▶ Görev 1: "Görev verileri" başlığı altındaki satırların tamamını hiçbir değişiklik yapmadan, aynen kopyalayın.
▶ Görev 2: Seçim analizi yazısını son cümlesinden sonra devam ettirin.

▶ Belge bölümü:
<<<<

Aslında ne oldu: Bir seçim analizi…

1

Dinazorlarla dolu bir Jurassic Parka yapayalnız girseniz ne hissedersiniz, bir düşünsenize. Üstelik elinizde kullanabileceğiniz hiç bir silah da yok.

Kılıçdaroğlu’nun, ürkekliği mi?

Akşener’in, mezarlıktan geçenlerin “en çok benden korkuyor” tarzı çıkışları mı?

Karamollaoğlu’nun, “biz dostça uyarıyoruz” sessizliği mi?

Hangisi size güven verir?

Aslında herkes korkuyordu ve zayıflardı.

Demirtaş ise hapisteydi!

Kimse güvenemedi ve inanmadı!

Jurassic Parkın dağıtılması, “özgür ve kalkınmış bir hayal ülkesi kurulması” fikri, oluşturulmalıydı.

Ama olmadı, özgür ve şahsiyetli olmak isteyenlere cesurca bir hayal sunulamadı.

Parça parça hayaller, parça parça neticeler. %30,67 -%8,35 -%7,33 -%0,88

Jurassic Parkta, dinazorların karşısında, bir kaç Don Kişot, hepsi bu.

Zor bir mücadeleye gireceklerini hepsi de biliyordu.

Ama bir sihirli “ben” duygusu kapladı benliklerini, biri “herkesin başkanı olucam”, diğeri “ben başkan olucam”, diğeri “barajı geçmemiz lazım”, bir diğeri ise “dip dalga geliyor” diyordu.

Kitleler gitmedi peşlerinden, hiç birinin arzusu gerçekleşmedi.

Ama Jurassic Park ve dinazorlar müthişti. Devlet’in bütün imkanları ve kaynakları, hatta güçleri onların yanındaydı. Sınırsız maddi kaynaklar, en güçlü japon yapıştırıcısıydı. Temel Bey’in gayretlerine rağmen yapışanlar sökülemedi.

Don Kişotlar, olanları anlamada oldukça yetersizdiler. Gösterilen yel değirmenleri ile boş bir mücadelenin içinde, tükenip gidiyorlardı. Don Kişotlar “voltran”ı oluşturamadı ve hep birlikte yenildiler.

Oysa Kılıçdaroğlu, muhalefetin güçlenmesi ve bir araya gelmesi için oldukça stratejik işler yapmıştı, seçim öncesi. Hatırlayın iktidardaki şaşkınlığı.

>>>>

▶ Görev verileri:
<<<<

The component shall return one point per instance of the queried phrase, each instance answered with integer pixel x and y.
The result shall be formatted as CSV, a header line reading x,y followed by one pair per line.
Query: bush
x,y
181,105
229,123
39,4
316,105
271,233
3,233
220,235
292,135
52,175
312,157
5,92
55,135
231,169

>>>>

▶ Alıştırma çıktısı 1:
The component shall return one point per instance of the queried phrase, each instance answered with integer pixel x and y.
The result shall be formatted as CSV, a header line reading x,y followed by one pair per line.
Query: bush
x,y
181,105
229,123
39,4
316,105
271,233
3,233
220,235
292,135
52,175
312,157
5,92
55,135
231,169

▶ Alıştırma çıktısı 2:
İYİ Parti’nin seçime girmesini garanti edişi, sıfır baraj ittifakını kurdurması (millet ittifakı), Akşener’in sınır tanımayan egosu işleseydi İYİ P. %9,98 ile parlamento dışı kalacaktı; bu durumun önlenmesi, Saadet Partisi’nin bazı adaylarının CHP listesinden seçilecek yerlere konulması, bazı seçmenlerinin HDP’nin barajı geçmesi için stratejik oy kullanması gibi stratejik ataklar hep beğenilmeyen Kılıçdaroğlu’ndan geldi.

Saadet Partisi ve özellikle Temel Karamollaoğlu; bu 3 partinin bir araya gelişinde, hatta tek bir adayla seçime girme fikrinin oluşmasında, AKP’nin bütün baskılarına rağmen, çok önemli roller oynadı.

Bir not düşelim. Abdullah Gül tek başına bu Jurassic Parka dalabilir ve dinazorlarla baş edebilir miydi? Mümkün değil. O da iyi niyet elçisi gibi çiçek sunmaya çalışırdı, dinazorlara.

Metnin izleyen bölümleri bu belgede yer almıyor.